What happens if the employee sells her shares before the end of the special holding period? In this event, she will disqualify the options from the tax benefits awarded to ISOs and taxed similar to NQSOs.
- Disqualifying Disposition Example: On July 1, 2021 an employee receives an ISO grant for 500 shares of company stock with an exercise price of $10 per share. The options are subject to a two-year vesting period. The employee will not have to report compensation income when she receives the grant or when the options vest in two years. On August 1, 2023, after the options have fully vested, she decides to exercise her options. At the same time, she decides to sell all of the newly acquired shares at the current market value of $25 per share. Since she did not hold the shares for one year after exercise, she will disqualify the shares from the special tax benefit. Therefore, the spread of $7,500 will be included as compensation income for the year and her basis in the shares will equal $12,500 (the amount she paid for the stock and the spread), resulting in a capital gain of $12,500. Since the shares were held less than one year the gain will be considered a short-term capital gain.
Now that we understand the mechanics of employee stock options and how they are taxed I would like to briefly cover a few different options an employee has in order to purchase the shares.
- Cash exercise: with a cash exercise the employee pays for the shares out-of-pocket. For example, an employee has an option to purchase 100 shares of company stock at $10 per share. When she exercises these options, she will need to write a check to her company in the amount of $1,000.

◆ RECORDS SHOWN ◆
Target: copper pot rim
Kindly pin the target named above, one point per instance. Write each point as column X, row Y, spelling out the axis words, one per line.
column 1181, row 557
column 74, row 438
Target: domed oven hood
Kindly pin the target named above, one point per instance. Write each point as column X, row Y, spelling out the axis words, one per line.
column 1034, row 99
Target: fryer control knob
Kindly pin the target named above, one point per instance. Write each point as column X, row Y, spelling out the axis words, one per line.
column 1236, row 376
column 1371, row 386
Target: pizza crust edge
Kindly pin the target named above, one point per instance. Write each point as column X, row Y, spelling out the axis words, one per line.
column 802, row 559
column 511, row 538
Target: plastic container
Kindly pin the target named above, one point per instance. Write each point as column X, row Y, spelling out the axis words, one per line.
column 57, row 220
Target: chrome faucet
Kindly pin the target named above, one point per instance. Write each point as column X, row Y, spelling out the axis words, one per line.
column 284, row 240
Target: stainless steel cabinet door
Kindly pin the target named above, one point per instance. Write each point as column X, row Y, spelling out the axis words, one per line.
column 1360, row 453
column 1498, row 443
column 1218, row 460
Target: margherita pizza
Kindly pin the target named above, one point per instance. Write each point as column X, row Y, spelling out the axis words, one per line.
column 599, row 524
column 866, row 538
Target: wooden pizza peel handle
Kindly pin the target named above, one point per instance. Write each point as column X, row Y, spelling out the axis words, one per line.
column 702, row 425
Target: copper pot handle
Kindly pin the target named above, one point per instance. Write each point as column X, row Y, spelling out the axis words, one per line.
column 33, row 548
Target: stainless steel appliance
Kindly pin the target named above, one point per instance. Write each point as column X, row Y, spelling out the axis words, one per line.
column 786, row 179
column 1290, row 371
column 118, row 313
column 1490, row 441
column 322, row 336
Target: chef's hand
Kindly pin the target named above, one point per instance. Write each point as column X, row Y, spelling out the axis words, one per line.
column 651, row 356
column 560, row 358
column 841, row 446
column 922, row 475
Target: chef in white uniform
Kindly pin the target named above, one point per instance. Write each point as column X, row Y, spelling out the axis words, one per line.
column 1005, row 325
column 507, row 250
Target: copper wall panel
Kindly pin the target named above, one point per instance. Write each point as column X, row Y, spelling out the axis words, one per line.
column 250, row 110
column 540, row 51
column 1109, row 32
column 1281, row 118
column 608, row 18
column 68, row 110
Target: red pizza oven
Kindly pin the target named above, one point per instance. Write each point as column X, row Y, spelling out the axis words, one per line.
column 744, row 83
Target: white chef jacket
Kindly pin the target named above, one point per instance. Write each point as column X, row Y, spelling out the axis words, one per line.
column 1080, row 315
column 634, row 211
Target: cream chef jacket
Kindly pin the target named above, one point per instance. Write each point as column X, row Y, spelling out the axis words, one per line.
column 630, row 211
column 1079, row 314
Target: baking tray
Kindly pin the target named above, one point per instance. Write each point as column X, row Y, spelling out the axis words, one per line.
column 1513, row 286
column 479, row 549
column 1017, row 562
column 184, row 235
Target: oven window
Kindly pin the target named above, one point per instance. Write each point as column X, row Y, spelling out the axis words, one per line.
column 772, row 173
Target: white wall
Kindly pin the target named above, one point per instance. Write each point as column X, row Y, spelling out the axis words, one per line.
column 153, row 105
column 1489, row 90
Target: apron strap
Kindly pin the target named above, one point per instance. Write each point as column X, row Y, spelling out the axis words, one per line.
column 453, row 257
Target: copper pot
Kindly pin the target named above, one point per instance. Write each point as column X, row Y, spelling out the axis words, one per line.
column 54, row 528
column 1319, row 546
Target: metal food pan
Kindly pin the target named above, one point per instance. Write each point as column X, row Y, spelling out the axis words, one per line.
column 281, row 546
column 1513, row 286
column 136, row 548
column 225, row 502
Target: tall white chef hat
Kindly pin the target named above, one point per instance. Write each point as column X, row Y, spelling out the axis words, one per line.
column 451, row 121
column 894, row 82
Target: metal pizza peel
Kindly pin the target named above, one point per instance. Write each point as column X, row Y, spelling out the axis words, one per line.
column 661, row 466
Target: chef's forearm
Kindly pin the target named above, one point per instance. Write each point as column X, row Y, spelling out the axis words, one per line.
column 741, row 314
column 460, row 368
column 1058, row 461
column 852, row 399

◆ ACTIVITY ◆
Write out the entire stock options passage word for word. Rely only on the stock options passage for the work that comes next, not on the records.

◆ COMPLETED EXERCISE ◆
What happens if the employee sells her shares before the end of the special holding period? In this event, she will disqualify the options from the tax benefits awarded to ISOs and taxed similar to NQSOs.
- Disqualifying Disposition Example: On July 1, 2021 an employee receives an ISO grant for 500 shares of company stock with an exercise price of $10 per share. The options are subject to a two-year vesting period. The employee will not have to report compensation income when she receives the grant or when the options vest in two years. On August 1, 2023, after the options have fully vested, she decides to exercise her options. At the same time, she decides to sell all of the newly acquired shares at the current market value of $25 per share. Since she did not hold the shares for one year after exercise, she will disqualify the shares from the special tax benefit. Therefore, the spread of $7,500 will be included as compensation income for the year and her basis in the shares will equal $12,500 (the amount she paid for the stock and the spread), resulting in a capital gain of $12,500. Since the shares were held less than one year the gain will be considered a short-term capital gain.
Now that we understand the mechanics of employee stock options and how they are taxed I would like to briefly cover a few different options an employee has in order to purchase the shares.
- Cash exercise: with a cash exercise the employee pays for the shares out-of-pocket. For example, an employee has an option to purchase 100 shares of company stock at $10 per share. When she exercises these options, she will need to write a check to her company in the amount of $1,000.